Required action: For the entries below, print exactly the lines between the line holding "the black microphone" and the line holding "the woman wearing black hat", inclusive, and nothing else.
::::::::
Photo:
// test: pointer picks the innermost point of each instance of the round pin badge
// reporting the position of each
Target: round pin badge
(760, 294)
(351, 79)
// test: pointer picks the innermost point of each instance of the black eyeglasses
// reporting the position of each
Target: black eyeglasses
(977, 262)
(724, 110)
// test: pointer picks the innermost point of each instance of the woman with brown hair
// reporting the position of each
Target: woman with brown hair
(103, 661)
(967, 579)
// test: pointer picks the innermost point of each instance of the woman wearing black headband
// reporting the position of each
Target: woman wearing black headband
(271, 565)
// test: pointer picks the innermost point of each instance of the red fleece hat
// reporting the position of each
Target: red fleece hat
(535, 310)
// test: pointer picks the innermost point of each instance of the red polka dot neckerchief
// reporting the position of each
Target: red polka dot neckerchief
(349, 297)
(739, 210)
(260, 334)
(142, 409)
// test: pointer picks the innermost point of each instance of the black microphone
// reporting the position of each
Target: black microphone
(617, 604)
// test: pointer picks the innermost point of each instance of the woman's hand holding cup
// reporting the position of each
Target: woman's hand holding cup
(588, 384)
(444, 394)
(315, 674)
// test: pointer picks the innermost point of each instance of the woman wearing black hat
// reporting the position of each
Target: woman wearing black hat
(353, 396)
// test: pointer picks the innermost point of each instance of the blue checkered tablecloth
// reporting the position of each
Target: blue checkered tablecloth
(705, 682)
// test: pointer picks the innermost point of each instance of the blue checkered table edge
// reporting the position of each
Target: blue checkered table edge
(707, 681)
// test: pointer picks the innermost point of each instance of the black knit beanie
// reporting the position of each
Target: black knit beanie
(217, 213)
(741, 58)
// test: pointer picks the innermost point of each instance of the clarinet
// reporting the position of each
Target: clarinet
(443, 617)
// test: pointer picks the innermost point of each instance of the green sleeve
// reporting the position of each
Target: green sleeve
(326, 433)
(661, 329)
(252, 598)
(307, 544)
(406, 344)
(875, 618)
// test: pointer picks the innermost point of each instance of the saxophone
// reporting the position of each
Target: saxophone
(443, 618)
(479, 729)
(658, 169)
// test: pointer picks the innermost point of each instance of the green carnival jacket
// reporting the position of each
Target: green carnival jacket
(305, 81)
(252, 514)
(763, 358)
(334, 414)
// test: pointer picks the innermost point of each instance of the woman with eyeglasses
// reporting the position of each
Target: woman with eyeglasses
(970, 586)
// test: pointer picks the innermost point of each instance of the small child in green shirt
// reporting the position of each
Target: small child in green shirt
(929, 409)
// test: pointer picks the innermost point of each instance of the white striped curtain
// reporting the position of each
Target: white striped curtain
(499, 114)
::::::::
Answer:
// test: pointer picks the innermost point of each instance of the black microphone
// reporting the position of each
Target: black microphone
(617, 604)
// test: pointer picks the innermost point of each instance of the woman's hand holding cup
// reporting the position of each
Target: woman's hand holding cup
(588, 384)
(444, 394)
(315, 674)
// test: pointer picks the innermost point of each instance of the woman wearing black hat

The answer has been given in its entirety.